What you will do: Given the entries below, please return each one exactly.

Exercise materials:
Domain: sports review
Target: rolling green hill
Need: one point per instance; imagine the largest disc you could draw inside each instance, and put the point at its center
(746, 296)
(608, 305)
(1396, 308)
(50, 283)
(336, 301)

Result for this exercise:
Domain: sports review
Target: rolling green hill
Need: one point per instance; imagine the largest disc you could draw inside each instance, and put the point at its center
(746, 296)
(608, 305)
(1396, 308)
(50, 283)
(336, 301)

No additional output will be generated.